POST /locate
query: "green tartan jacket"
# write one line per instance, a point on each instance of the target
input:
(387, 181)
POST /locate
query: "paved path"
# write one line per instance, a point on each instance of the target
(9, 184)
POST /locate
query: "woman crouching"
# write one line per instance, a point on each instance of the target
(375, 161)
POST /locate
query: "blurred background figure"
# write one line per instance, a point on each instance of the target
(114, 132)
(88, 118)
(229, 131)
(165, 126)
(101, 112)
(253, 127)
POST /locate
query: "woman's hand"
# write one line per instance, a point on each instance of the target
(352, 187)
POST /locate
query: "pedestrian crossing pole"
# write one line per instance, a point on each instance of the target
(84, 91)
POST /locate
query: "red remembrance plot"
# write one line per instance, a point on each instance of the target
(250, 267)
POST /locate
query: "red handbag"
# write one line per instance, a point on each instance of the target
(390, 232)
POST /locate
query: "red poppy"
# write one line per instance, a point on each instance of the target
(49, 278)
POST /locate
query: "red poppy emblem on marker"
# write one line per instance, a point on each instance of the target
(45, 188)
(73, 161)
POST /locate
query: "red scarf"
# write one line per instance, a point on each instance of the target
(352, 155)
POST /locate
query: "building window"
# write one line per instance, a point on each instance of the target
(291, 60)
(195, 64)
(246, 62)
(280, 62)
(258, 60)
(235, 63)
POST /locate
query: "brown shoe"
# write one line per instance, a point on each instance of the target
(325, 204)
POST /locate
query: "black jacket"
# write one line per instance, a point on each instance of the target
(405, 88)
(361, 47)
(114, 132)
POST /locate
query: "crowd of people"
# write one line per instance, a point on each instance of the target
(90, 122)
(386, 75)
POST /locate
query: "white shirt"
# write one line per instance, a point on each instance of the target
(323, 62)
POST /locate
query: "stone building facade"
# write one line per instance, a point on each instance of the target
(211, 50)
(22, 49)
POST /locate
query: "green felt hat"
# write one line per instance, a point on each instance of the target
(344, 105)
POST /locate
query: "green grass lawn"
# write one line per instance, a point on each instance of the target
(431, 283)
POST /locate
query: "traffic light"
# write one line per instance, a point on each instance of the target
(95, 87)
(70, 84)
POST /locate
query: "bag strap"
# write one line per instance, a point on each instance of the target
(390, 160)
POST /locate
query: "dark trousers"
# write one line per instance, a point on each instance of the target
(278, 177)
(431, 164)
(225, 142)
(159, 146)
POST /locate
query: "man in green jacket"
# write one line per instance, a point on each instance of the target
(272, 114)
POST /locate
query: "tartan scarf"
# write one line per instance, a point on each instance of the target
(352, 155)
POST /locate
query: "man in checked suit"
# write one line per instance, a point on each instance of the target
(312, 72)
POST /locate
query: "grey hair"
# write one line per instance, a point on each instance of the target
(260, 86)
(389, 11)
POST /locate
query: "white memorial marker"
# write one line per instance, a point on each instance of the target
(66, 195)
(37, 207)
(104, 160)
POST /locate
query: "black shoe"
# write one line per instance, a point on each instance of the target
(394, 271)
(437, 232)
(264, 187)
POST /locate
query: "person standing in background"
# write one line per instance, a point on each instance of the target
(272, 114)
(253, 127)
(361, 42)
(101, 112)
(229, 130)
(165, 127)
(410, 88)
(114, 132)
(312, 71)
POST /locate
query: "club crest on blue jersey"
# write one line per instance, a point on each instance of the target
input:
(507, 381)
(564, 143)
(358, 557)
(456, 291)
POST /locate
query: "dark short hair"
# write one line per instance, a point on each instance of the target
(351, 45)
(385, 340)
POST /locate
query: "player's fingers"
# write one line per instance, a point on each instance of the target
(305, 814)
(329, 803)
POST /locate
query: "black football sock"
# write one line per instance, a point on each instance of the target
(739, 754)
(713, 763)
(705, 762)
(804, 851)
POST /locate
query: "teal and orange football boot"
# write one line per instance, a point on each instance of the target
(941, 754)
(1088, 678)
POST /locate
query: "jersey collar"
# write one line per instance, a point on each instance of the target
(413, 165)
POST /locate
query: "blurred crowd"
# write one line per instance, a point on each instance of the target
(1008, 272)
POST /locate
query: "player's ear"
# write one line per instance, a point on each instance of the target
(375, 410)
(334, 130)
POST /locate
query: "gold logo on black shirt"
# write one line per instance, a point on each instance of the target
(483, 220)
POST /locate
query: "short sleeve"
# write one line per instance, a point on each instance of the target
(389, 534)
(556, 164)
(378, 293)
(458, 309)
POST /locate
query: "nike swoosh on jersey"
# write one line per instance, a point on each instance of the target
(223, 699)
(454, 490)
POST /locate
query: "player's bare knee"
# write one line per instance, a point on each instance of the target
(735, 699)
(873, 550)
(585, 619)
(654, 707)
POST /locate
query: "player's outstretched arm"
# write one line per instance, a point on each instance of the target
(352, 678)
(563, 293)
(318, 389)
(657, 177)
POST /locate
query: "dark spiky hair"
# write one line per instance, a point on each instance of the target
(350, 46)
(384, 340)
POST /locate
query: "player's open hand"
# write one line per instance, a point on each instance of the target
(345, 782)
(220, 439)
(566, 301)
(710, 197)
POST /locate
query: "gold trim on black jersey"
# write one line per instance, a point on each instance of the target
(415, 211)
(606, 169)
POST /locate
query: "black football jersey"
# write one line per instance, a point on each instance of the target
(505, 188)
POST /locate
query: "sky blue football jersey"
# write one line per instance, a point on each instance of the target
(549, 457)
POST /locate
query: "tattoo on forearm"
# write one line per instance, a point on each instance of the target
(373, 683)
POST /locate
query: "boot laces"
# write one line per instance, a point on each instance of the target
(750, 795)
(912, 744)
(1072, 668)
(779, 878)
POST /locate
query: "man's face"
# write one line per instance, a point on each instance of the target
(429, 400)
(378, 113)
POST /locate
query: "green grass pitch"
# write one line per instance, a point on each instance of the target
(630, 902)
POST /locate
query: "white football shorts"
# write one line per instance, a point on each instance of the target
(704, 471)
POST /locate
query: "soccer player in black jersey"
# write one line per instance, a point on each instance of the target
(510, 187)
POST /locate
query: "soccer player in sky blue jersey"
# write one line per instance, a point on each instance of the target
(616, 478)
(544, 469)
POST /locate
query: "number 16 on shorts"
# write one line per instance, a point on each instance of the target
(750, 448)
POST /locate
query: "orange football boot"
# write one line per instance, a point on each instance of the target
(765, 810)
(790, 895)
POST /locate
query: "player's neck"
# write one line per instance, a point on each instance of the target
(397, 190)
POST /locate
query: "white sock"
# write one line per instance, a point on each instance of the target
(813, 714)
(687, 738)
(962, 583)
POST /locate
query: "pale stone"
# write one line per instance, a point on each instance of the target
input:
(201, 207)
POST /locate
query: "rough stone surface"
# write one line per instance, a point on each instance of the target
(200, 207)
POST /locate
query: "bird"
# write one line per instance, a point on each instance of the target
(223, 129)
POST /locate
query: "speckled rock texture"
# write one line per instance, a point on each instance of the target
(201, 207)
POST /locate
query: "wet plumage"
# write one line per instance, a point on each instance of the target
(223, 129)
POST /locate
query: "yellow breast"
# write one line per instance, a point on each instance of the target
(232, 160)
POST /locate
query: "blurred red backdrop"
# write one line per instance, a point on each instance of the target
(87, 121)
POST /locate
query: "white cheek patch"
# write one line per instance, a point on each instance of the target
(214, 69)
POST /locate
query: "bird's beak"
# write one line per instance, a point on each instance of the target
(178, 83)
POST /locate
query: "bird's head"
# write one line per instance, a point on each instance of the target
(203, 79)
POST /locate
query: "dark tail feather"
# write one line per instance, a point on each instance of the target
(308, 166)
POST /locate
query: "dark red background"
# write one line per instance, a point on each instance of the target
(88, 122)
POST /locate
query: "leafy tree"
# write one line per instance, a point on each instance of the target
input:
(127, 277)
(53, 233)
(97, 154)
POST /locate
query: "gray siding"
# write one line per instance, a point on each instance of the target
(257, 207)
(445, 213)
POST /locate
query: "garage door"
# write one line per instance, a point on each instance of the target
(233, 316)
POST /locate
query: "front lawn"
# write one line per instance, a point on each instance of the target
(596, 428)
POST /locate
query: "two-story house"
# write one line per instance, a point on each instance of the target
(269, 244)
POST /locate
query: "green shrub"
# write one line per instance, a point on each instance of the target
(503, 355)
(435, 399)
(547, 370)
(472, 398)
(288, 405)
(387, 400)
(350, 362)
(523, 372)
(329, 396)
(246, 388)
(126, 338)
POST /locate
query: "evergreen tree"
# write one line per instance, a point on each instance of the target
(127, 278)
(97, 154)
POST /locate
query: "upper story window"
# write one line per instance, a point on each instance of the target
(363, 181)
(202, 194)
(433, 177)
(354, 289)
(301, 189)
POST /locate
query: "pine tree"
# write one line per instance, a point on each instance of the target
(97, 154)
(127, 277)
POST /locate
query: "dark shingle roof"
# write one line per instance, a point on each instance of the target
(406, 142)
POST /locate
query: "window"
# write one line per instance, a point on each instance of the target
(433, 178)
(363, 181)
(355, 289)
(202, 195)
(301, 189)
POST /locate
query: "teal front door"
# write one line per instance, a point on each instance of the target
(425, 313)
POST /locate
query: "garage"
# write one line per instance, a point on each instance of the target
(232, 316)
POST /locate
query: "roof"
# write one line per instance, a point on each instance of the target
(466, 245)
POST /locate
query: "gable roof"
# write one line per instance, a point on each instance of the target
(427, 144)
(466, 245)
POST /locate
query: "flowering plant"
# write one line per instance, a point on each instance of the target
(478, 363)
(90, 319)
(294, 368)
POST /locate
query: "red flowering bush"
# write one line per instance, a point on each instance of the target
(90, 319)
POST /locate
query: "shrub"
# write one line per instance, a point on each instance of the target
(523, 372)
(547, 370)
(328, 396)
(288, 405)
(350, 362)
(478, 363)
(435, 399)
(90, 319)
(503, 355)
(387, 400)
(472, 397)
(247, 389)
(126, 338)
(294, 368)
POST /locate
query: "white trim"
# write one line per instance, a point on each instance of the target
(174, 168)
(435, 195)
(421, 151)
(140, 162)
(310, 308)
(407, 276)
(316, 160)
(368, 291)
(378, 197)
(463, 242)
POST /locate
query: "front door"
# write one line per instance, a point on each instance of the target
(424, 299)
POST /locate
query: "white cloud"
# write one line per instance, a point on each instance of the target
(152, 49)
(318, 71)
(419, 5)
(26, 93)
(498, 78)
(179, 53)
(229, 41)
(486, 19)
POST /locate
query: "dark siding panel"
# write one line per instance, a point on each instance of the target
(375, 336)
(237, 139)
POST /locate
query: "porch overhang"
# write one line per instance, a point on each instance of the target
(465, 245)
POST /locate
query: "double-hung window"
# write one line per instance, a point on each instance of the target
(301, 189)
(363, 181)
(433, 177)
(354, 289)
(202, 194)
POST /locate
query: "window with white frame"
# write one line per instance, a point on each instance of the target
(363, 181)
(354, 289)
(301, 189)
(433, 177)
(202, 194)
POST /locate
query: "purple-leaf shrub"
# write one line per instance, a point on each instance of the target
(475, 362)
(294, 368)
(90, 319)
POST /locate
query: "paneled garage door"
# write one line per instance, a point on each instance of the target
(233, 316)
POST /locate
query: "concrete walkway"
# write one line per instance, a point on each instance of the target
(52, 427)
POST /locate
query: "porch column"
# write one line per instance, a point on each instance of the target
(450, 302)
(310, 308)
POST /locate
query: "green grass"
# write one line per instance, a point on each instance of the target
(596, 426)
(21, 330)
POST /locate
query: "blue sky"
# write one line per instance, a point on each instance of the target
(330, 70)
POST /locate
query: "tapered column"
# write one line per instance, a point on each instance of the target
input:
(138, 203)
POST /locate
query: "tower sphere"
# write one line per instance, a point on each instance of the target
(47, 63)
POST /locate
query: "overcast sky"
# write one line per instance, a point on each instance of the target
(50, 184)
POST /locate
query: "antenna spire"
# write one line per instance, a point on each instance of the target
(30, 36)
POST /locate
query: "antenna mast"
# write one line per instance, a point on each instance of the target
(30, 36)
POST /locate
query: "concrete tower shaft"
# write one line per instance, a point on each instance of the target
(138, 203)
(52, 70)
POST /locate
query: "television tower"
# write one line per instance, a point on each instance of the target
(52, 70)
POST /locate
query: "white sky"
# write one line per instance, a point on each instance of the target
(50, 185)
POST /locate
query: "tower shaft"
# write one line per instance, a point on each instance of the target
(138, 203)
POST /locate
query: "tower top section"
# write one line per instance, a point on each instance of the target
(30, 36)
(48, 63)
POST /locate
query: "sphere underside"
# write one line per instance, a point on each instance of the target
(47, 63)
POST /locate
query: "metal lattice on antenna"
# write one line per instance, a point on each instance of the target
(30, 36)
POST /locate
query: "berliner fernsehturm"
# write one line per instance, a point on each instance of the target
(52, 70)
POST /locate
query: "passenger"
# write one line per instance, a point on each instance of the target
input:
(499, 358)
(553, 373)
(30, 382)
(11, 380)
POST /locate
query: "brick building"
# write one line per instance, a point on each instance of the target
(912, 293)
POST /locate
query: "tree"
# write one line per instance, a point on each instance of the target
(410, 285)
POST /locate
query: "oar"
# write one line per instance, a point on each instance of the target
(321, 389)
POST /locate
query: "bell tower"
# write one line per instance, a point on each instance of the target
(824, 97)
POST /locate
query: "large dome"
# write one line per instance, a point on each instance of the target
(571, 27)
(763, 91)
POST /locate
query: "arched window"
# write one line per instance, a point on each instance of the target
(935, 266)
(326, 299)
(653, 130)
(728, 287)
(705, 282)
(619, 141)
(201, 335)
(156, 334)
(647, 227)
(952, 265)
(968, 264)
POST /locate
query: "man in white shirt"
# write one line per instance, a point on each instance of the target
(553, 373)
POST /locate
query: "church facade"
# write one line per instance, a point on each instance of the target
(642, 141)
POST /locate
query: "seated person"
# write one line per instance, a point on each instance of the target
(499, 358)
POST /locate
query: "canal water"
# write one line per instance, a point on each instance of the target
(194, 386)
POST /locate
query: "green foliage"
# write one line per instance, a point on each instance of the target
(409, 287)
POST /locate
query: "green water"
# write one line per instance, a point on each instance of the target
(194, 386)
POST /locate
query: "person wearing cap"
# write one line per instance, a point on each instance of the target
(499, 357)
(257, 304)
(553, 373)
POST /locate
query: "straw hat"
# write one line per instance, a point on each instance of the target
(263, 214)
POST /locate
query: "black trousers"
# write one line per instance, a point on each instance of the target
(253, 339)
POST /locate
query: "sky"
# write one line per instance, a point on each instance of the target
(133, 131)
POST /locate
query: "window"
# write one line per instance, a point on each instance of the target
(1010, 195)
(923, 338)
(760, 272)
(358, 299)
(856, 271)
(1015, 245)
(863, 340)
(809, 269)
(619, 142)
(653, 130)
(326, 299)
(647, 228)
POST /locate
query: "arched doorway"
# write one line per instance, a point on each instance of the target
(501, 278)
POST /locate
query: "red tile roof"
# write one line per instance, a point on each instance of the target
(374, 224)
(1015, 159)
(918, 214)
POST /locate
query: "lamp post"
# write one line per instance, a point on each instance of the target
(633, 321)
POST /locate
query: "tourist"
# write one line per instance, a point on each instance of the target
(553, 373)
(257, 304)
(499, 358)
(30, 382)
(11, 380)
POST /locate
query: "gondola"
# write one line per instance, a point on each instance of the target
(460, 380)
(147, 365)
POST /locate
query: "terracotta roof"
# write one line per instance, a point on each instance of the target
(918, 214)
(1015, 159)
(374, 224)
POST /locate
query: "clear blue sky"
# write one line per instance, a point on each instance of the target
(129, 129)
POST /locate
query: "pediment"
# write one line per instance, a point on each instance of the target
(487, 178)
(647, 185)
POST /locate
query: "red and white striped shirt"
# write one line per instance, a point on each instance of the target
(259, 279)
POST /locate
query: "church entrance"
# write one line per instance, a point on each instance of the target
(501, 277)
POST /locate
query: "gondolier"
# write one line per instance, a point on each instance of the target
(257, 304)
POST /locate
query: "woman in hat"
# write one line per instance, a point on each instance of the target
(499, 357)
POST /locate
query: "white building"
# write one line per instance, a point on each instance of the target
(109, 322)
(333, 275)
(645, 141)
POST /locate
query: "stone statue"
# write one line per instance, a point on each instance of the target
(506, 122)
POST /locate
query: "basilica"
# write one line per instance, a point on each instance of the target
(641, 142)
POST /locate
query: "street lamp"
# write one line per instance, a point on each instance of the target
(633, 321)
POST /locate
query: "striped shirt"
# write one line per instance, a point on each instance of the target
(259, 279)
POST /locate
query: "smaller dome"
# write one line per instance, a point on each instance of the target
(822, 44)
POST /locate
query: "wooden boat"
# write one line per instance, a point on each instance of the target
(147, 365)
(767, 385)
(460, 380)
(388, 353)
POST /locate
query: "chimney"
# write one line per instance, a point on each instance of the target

▶ PROBLEM STATEMENT:
Across the listing above, report every line where "column" occurs.

▶ WRITTEN SOLUTION:
query: "porch column"
query: "tapered column"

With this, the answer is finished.